# Text block

A free badger vaccination service offered to Shropshire farmers over the past five years is going from strength to strength.
The Shropshire Badger Vaccination Project was established with support from registered charity Shropshire Badger Group, in order to help farmers tackle the problem of bovine TB by vaccinating badgers as an effective and humane alternative to culling them.
Frustrated at the lack of practical help and financial support from the Government, the Project was determined to offer farmers, many of whom are struggling financially and emotionally, the chance both to protect their badgers from bTB and ensure that any badger population on their land remains healthy and stable.
The Project is believed to be the only self-funded volunteer group in the country to offer badger vaccination, with all involved fully trained by the Government’s Animal and Plant Health Agency (APHA) and monitored by Natural England (NE).
A large group of skilled and dedicated volunteers are involved in the project who are fully committed to making the whole process efficient and discreet and have established excellent working relationships with partner farmers and landowners.

# Action item
Continue the piece on the Shropshire badger vaccination project from where it stops.

# Records supplied
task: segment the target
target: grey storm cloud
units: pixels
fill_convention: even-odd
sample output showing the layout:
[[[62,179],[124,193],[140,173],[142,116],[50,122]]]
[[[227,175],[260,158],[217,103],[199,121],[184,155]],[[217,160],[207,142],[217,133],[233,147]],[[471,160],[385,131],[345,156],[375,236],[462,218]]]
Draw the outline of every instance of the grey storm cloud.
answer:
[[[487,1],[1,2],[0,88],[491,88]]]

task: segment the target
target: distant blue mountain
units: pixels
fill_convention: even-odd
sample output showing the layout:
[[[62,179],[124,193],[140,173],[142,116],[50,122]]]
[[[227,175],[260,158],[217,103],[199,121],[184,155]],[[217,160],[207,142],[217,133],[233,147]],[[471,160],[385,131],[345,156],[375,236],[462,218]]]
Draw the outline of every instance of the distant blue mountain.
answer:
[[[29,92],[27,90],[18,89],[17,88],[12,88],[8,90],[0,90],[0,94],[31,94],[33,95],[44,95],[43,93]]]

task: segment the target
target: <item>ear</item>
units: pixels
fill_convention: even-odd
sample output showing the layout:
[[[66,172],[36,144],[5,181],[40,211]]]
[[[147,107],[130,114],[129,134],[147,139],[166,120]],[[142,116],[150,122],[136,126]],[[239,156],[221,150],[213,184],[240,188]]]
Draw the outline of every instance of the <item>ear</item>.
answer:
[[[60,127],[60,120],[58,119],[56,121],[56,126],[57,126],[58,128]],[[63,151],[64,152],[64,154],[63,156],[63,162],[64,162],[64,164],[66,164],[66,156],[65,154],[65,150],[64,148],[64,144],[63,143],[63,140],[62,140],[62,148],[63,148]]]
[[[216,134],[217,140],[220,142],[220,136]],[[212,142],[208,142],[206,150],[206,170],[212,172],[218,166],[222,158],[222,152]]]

# Answer to this exercise
With the first 4-year cycle of farm sites having been successfully completed, applications were accepted for a new round of vaccination sites in 2019. As well as helping local smaller-scale farmers who are often struggling with the whole bTB testing process, the Project is also working with larger landowners.
Badger vaccinations have just concluded on one notable site owned by a large Shropshire landowner, and the Project is now working on the first stages of the vaccination process with another.
A Shropshire Badger Vaccination Project spokesperson said: “The science behind badger vaccination is that it protects badgers against contracting bTB and allows social groups to build up a herd immunity. Unlike culling, it also helps to ensure that the badgers are not displaced and that others from elsewhere do not move in to fill the vacuum that culling creates, a phenomenon known as perturbation.
“It is also well worth remembering that the Randomised Badger Culling Trial (RBCT), which was the biggest badger culling trial ever carried out in England, found that less than 1.5% of the already very small number of badgers that carried bTB actually had the potential to be infectious.”
The Government departments DEFRA and APHA have found that vaccination reduces the rate of new bTB infections in badgers by 76% and that vaccinating more than a third of adults in a badger social group reduced new infections in unvaccinated badger cubs by 79%. The estimated lifespan of a badger is 3 to 5 years and the replacement rate is thought to be around 30%.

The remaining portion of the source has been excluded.